- Exercise directions: Copy out the full passage about Sparkreate and its cross-domain methodology word for word, without any changes.

The gap between domains is universal. Whether you're building autonomous vehicles, industrial robots, or RF-embedded systems — the interfaces are where the expensive surprises live. Manufacturing tolerances, environmental profiles, cross-domain timing — these are the same failure modes everywhere. And the thinking to find them transfers across every domain.

Factory floors taught failure analysis. Research labs taught hypothesis testing. RF systems taught interface sensitivity. Robotics taught multi-domain integration under real constraints. Each domain added another lens for seeing the gaps that models miss.

"Most models assume nominal conditions inside each domain. The expensive surprises live in the interfaces between them."

Seeing the gap was only the first step. Closing it requires modeling the cross-domain interfaces with first-principles physics, proving fixes with real test data, and delivering before-and-after evidence — not a slide deck. That's what became Sparkreate: an R&D firm built around a methodology we call RAPID — Recognize, Analyze, Prioritize, Implement, Document — where cross-domain interface awareness is the starting point, and data-backed resolution is the deliverable.

04

So That's What We Built

Sparkreate exists to close the gap between domains — the invisible interfaces where autonomous systems fail — and to teach the thinking behind how we do it. We operate through three divisions:

They all feed each other: cross-domain interface problems solved through Ops engagements become the foundation for Academy training modules. Studio projects stress-test the methodology against real hardware constraints. Each division refines the RAPID framework from a different angle — creating a complete ecosystem that improves with every engagement.

05

Why Trust This Methodology?

Fair question. Sparkreate is new. The methodology isn't.

PhD EE
Electrical Engineering
MIT
Systems Engineering
LSSBB
Lean Six Sigma Black Belt
4
IEEE Publications

It's built on 15 years of getting things wrong, then figuring out why. Factory floors where one missed interface meant scrapping an entire batch. Research labs where hypotheses lived or died by reproducibility. RF/microwave systems where cross-domain trade-offs had to be documented or you'd forget why you made them. Robotics and industrial automation where "it worked in simulation" was never acceptable.

Items listed in a dataset:
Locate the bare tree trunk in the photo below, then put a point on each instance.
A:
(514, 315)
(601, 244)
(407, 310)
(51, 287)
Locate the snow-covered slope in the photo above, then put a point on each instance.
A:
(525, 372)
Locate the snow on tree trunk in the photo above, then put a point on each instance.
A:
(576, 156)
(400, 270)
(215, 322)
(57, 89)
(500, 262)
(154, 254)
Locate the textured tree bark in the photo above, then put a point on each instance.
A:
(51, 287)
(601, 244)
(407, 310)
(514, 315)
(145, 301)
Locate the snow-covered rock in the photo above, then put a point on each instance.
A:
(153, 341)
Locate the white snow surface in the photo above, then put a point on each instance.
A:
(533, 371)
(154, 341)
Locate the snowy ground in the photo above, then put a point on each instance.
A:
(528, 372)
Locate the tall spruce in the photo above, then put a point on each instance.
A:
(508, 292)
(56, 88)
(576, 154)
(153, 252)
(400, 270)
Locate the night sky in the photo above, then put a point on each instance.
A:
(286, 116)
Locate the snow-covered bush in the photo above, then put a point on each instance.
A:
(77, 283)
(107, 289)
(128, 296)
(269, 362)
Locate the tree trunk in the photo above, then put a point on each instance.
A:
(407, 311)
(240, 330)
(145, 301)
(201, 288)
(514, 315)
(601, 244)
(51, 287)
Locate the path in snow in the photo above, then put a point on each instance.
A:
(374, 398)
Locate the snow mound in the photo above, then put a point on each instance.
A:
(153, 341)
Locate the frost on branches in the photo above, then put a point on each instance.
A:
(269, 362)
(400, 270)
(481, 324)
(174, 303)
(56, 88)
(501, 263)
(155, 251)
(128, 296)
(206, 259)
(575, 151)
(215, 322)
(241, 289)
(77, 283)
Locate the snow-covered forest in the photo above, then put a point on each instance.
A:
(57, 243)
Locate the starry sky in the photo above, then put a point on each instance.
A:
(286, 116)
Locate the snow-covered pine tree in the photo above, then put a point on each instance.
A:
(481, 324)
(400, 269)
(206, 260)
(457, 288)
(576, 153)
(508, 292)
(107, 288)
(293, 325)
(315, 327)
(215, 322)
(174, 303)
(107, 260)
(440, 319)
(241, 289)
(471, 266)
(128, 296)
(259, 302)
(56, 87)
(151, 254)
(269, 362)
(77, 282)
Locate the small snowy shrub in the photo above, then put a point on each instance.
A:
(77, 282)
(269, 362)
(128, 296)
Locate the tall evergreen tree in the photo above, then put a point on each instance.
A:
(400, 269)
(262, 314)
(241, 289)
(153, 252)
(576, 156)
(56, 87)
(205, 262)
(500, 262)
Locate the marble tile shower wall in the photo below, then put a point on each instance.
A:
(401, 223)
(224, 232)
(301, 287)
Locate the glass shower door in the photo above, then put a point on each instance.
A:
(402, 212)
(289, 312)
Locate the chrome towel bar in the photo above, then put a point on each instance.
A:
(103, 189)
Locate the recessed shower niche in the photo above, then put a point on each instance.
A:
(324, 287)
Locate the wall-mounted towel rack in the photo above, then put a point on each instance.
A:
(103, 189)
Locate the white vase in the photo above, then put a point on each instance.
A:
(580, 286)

- Answer to the problem:
The gap between domains is universal. Whether you're building autonomous vehicles, industrial robots, or RF-embedded systems — the interfaces are where the expensive surprises live. Manufacturing tolerances, environmental profiles, cross-domain timing — these are the same failure modes everywhere. And the thinking to find them transfers across every domain.

Factory floors taught failure analysis. Research labs taught hypothesis testing. RF systems taught interface sensitivity. Robotics taught multi-domain integration under real constraints. Each domain added another lens for seeing the gaps that models miss.

"Most models assume nominal conditions inside each domain. The expensive surprises live in the interfaces between them."

Seeing the gap was only the first step. Closing it requires modeling the cross-domain interfaces with first-principles physics, proving fixes with real test data, and delivering before-and-after evidence — not a slide deck. That's what became Sparkreate: an R&D firm built around a methodology we call RAPID — Recognize, Analyze, Prioritize, Implement, Document — where cross-domain interface awareness is the starting point, and data-backed resolution is the deliverable.

04

So That's What We Built

Sparkreate exists to close the gap between domains — the invisible interfaces where autonomous systems fail — and to teach the thinking behind how we do it. We operate through three divisions:

They all feed each other: cross-domain interface problems solved through Ops engagements become the foundation for Academy training modules. Studio projects stress-test the methodology against real hardware constraints. Each division refines the RAPID framework from a different angle — creating a complete ecosystem that improves with every engagement.

05

Why Trust This Methodology?

Fair question. Sparkreate is new. The methodology isn't.

PhD EE
Electrical Engineering
MIT
Systems Engineering
LSSBB
Lean Six Sigma Black Belt
4
IEEE Publications

It's built on 15 years of getting things wrong, then figuring out why. Factory floors where one missed interface meant scrapping an entire batch. Research labs where hypotheses lived or died by reproducibility. RF/microwave systems where cross-domain trade-offs had to be documented or you'd forget why you made them. Robotics and industrial automation where "it worked in simulation" was never acceptable.